### What you will do:
Revise the records below, putting "contours" in place of every "outlines" and leaving everything else the same.
___ Records for the task ___
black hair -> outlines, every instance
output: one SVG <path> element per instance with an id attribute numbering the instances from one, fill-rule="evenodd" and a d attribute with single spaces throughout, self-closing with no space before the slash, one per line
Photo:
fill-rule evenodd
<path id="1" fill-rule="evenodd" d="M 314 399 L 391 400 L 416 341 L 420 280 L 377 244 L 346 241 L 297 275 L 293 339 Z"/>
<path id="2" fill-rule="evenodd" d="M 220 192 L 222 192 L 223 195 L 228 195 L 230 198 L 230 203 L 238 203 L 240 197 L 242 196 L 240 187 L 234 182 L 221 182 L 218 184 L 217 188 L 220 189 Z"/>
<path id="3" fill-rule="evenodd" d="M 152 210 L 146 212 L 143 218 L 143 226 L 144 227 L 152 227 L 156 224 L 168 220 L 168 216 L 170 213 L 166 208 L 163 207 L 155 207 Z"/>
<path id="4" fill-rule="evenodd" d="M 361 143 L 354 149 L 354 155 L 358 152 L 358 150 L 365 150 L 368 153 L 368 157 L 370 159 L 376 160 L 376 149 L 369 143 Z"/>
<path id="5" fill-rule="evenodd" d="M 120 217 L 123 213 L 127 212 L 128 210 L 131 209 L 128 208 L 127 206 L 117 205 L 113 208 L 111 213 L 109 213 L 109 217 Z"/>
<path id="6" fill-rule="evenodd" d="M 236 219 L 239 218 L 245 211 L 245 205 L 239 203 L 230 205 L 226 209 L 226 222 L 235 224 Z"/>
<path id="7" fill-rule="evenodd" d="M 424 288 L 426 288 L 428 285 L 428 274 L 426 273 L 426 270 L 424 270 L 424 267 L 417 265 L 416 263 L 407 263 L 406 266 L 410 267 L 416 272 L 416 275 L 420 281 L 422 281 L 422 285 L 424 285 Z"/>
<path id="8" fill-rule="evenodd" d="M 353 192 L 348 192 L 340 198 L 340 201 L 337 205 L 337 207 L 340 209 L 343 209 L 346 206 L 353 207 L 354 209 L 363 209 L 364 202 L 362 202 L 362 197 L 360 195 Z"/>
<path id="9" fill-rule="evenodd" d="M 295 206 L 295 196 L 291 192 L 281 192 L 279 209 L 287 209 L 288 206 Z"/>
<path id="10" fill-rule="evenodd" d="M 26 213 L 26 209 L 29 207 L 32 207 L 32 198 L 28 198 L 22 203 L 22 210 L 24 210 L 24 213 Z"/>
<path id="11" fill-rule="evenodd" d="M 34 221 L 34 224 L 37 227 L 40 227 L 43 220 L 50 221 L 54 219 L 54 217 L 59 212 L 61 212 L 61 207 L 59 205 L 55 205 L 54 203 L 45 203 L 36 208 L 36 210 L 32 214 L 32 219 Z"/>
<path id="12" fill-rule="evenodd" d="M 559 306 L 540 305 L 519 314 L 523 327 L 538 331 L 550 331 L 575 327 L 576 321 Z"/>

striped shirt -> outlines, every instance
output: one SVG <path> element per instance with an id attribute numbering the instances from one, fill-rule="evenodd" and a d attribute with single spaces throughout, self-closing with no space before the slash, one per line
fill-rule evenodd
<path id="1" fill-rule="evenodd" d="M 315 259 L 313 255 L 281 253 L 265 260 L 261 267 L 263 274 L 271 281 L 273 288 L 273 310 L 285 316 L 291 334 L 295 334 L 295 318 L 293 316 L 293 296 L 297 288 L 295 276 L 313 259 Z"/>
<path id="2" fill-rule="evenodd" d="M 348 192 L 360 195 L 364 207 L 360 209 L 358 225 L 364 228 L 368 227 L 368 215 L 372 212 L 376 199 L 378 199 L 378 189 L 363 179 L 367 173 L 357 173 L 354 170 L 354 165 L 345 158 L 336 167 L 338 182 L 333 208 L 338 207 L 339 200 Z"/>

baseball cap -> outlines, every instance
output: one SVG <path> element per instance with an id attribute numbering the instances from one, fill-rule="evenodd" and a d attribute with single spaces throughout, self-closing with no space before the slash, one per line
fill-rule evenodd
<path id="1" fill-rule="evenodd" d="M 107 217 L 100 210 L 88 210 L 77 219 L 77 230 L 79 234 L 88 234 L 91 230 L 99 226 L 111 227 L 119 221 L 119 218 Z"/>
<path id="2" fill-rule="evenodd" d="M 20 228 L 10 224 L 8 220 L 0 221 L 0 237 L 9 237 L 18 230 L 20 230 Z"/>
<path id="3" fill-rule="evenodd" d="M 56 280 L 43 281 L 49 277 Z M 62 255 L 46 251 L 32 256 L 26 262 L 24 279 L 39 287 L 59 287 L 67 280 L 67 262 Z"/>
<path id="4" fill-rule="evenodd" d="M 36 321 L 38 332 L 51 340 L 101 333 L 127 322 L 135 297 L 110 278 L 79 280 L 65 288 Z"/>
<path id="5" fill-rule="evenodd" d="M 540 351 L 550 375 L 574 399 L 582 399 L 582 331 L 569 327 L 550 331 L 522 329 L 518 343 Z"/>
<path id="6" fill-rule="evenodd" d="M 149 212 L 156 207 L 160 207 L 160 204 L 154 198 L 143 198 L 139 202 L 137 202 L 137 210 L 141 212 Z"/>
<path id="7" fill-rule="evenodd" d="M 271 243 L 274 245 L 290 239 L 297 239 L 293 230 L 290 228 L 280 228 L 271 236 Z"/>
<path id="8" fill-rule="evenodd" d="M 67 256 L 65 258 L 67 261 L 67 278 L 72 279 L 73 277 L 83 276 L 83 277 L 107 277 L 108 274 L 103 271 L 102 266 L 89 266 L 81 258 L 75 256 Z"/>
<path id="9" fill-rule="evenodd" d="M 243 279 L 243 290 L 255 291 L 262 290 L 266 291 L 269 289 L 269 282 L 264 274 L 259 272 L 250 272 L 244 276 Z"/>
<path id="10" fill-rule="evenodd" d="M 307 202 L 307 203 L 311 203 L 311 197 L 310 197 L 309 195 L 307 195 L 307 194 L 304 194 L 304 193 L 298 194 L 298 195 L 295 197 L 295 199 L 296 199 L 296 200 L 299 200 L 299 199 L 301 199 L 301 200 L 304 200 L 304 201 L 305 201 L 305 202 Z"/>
___
### Answer to the exercise:
black hair -> contours, every instance
output: one SVG <path> element per instance with an id attribute numbering the instances from one, fill-rule="evenodd" and a d attribute with single spaces throughout, self-closing with no space before the slash, one per line
Photo:
fill-rule evenodd
<path id="1" fill-rule="evenodd" d="M 314 399 L 391 400 L 416 341 L 420 280 L 377 244 L 346 241 L 297 275 L 293 339 Z"/>
<path id="2" fill-rule="evenodd" d="M 220 192 L 222 192 L 223 195 L 228 195 L 230 198 L 230 203 L 238 203 L 240 197 L 242 196 L 240 187 L 234 182 L 221 182 L 218 184 L 217 188 L 220 189 Z"/>
<path id="3" fill-rule="evenodd" d="M 152 210 L 146 212 L 143 218 L 143 226 L 144 227 L 152 227 L 156 224 L 168 220 L 168 216 L 170 213 L 166 208 L 163 207 L 155 207 Z"/>
<path id="4" fill-rule="evenodd" d="M 361 143 L 354 149 L 354 155 L 358 152 L 358 150 L 365 150 L 368 153 L 368 157 L 370 159 L 376 160 L 376 149 L 369 143 Z"/>
<path id="5" fill-rule="evenodd" d="M 120 217 L 123 213 L 127 212 L 128 210 L 131 209 L 128 208 L 127 206 L 117 205 L 113 208 L 111 213 L 109 213 L 109 217 Z"/>
<path id="6" fill-rule="evenodd" d="M 236 219 L 239 218 L 245 211 L 245 205 L 239 203 L 230 205 L 226 209 L 226 222 L 235 224 Z"/>
<path id="7" fill-rule="evenodd" d="M 424 288 L 426 288 L 428 285 L 428 274 L 426 273 L 426 270 L 424 270 L 424 267 L 417 265 L 416 263 L 407 263 L 406 266 L 410 267 L 416 272 L 416 275 L 420 281 L 422 281 L 422 285 L 424 285 Z"/>
<path id="8" fill-rule="evenodd" d="M 353 192 L 348 192 L 340 198 L 340 201 L 337 205 L 337 207 L 340 209 L 343 209 L 346 206 L 353 207 L 354 209 L 363 209 L 364 202 L 362 202 L 362 197 L 360 195 Z"/>
<path id="9" fill-rule="evenodd" d="M 295 206 L 295 196 L 291 192 L 281 192 L 279 209 L 287 209 L 288 206 Z"/>
<path id="10" fill-rule="evenodd" d="M 26 213 L 26 209 L 29 207 L 32 207 L 32 198 L 28 198 L 22 203 L 22 210 L 24 210 L 24 213 Z"/>
<path id="11" fill-rule="evenodd" d="M 34 221 L 34 224 L 37 227 L 40 227 L 43 220 L 50 221 L 54 219 L 54 217 L 59 212 L 61 212 L 61 207 L 59 205 L 55 205 L 54 203 L 45 203 L 36 208 L 36 210 L 32 214 L 32 219 Z"/>
<path id="12" fill-rule="evenodd" d="M 559 306 L 540 305 L 519 314 L 523 327 L 538 331 L 550 331 L 575 327 L 576 321 Z"/>

striped shirt -> contours, every instance
output: one SVG <path> element per instance with an id attribute numbering the instances from one, fill-rule="evenodd" and a d attribute with single spaces throughout, self-closing with no space before the slash, one per line
fill-rule evenodd
<path id="1" fill-rule="evenodd" d="M 315 259 L 313 255 L 281 253 L 265 260 L 261 267 L 263 274 L 271 281 L 273 288 L 273 310 L 285 316 L 291 334 L 295 334 L 295 318 L 293 316 L 293 296 L 297 288 L 295 276 L 313 259 Z"/>
<path id="2" fill-rule="evenodd" d="M 348 192 L 360 195 L 364 207 L 360 209 L 358 225 L 364 228 L 368 227 L 368 215 L 372 212 L 376 199 L 378 199 L 378 189 L 363 179 L 367 173 L 357 173 L 354 170 L 354 165 L 345 158 L 336 167 L 338 182 L 333 208 L 338 207 L 339 200 Z"/>

baseball cap -> contours, every instance
output: one SVG <path> element per instance with an id attribute numbering the instances from one, fill-rule="evenodd" and a d attribute with single spaces throughout, self-closing with no space before the slash, one per line
fill-rule evenodd
<path id="1" fill-rule="evenodd" d="M 107 217 L 100 210 L 88 210 L 77 219 L 77 230 L 79 234 L 88 234 L 91 230 L 99 226 L 111 227 L 119 221 L 119 218 Z"/>
<path id="2" fill-rule="evenodd" d="M 20 228 L 10 224 L 8 220 L 0 221 L 0 237 L 9 237 L 18 230 L 20 230 Z"/>
<path id="3" fill-rule="evenodd" d="M 56 280 L 43 281 L 49 277 Z M 62 255 L 46 251 L 32 256 L 26 262 L 24 279 L 39 287 L 59 287 L 67 280 L 67 262 Z"/>
<path id="4" fill-rule="evenodd" d="M 36 321 L 38 332 L 51 340 L 101 333 L 127 322 L 135 297 L 110 278 L 79 280 L 65 288 Z"/>
<path id="5" fill-rule="evenodd" d="M 540 351 L 550 375 L 574 399 L 582 399 L 582 331 L 569 327 L 550 331 L 522 329 L 518 343 Z"/>
<path id="6" fill-rule="evenodd" d="M 149 212 L 156 207 L 160 207 L 160 204 L 154 198 L 143 198 L 139 202 L 137 202 L 137 210 L 141 212 Z"/>
<path id="7" fill-rule="evenodd" d="M 271 243 L 274 245 L 290 239 L 297 239 L 293 230 L 290 228 L 280 228 L 271 236 Z"/>
<path id="8" fill-rule="evenodd" d="M 67 256 L 65 258 L 67 261 L 67 278 L 72 279 L 73 277 L 83 276 L 83 277 L 107 277 L 108 274 L 103 271 L 102 266 L 89 266 L 81 258 L 75 256 Z"/>
<path id="9" fill-rule="evenodd" d="M 243 279 L 243 290 L 255 291 L 262 290 L 266 291 L 269 289 L 269 282 L 264 274 L 259 272 L 250 272 L 244 276 Z"/>
<path id="10" fill-rule="evenodd" d="M 307 202 L 307 203 L 311 203 L 311 197 L 310 197 L 309 195 L 307 195 L 307 194 L 304 194 L 304 193 L 298 194 L 298 195 L 295 197 L 295 199 L 296 199 L 296 200 L 299 200 L 299 199 L 301 199 L 301 200 L 304 200 L 304 201 L 305 201 L 305 202 Z"/>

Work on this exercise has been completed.